#### Reading text
— Start —

Monday, May 23, 2011

This week

So much loveliness to look at this week!  In bloom are allium, irises, shooting stars, columbine, blue-eyed grass, and of course the omnipresent dandelions.

Added some soil acidifier to the potato & blueberry containers, planted windowboxes, replaced frostkilled basil and seeded a container for micogreens.  Enclosed the area underneath the "treehouse" with burlap to use as a second composting bin for yard waste. 

Homemade bokashi bucket isn't working so well; I think because it doesn't seal air out well enough.  Stuff in the "real" (storebought) bucket is ready to be put outside, so I can empty that and re-use, giving me a week or so to redesign bucket #2.

Sunday, May 8, 2011

Soil and Health Library

The lovely Rodale gardening book I received for Mothers' Day contained numerous references to "Indore composting," sans explanation. So since I'm apparently the only person on the planet who didn't know what that was* I turned to the interweb for explanation. In that search, I found an awesome resource. The Soil and Health Library appears to contain electronic copies of a bunch of out of print books on organic agriculture, frugality, homesteading, and so forth. I'm excited to start digging around there on the next rainy day.

*The term "Indore composting" appears to be commonly used to describe cool temperature composting, but originally applied to a specific method developed by Sir Albert Howard in the 20s and 30s (in Indore, India). Details here.

Thursday, May 5, 2011

Garden Notebook

Since last update:

Planted potatoes, blueberries, EarthBox herbs, lettuce, tomatoes
2 nights in a row with temps in the 30s-- put jars/soda bottles over plants as cloches
Tomato plants look a bit scalded; should have removed cloches during day
Not sure if morning glories/moonflowers survived the frosty weather
Mulched blueberries with yew & juniper needles
Brief thunderstorm tonight

Solar cooking

Started building these solar cookers with my co-op science class today. I can't wait to try mine out on the next sunny day.

Sunday, May 1, 2011

My handy-dandy compost bin topper

I'm a fairly lazy composter. Constantly turning the pile, monitoring moisture levels, ensuring the precisely right C/N ratio... this has always seemed like too much effort to put forth for such a simple thing. I mean, come on, you stick stuff in a pile, and you wait for it to rot. We're lucky if I remember to take a stick and poke some air holes into it periodically.

But since we're in a fairly urban environment, with the neighbor's house within 10 feet of ours, I do need to make sure that nothing's getting overly aromatic. There's no back 40 to hide the piles in. So I got irrationally excited when I saw the giant bag of sawdust picked up by the vacuum system in my father's workshop. A couple of handfuls of high carbon sawdust would be the pefect thing to add on top of anything wet and sloppy with the potential for ickyness.

— End —

#### Set task
Copy the gardening journal from "Homemade bokashi bucket" to "redesign bucket #2.", swapping "redesign" for "rebuild". You won't need the items that come after the gardening journal.

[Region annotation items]
— Start —

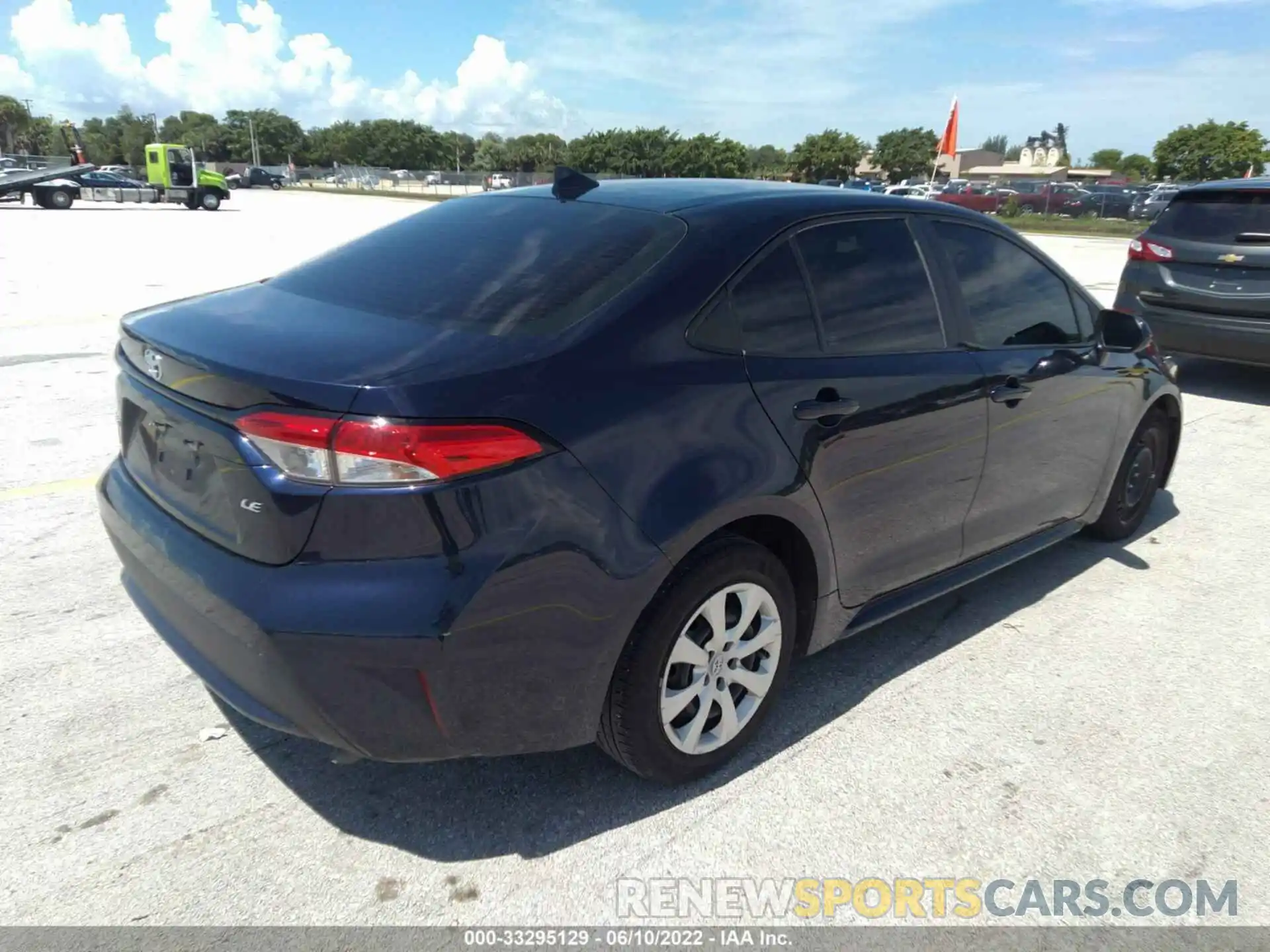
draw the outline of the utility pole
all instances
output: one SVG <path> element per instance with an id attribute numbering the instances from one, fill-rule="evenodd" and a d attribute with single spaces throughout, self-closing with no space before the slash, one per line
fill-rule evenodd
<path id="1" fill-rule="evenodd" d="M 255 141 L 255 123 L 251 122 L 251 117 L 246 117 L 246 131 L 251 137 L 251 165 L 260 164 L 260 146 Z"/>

— End —

#### Solution for this problem
Homemade bokashi bucket isn't working so well; I think because it doesn't seal air out well enough.  Stuff in the "real" (storebought) bucket is ready to be put outside, so I can empty that and re-use, giving me a week or so to rebuild bucket #2.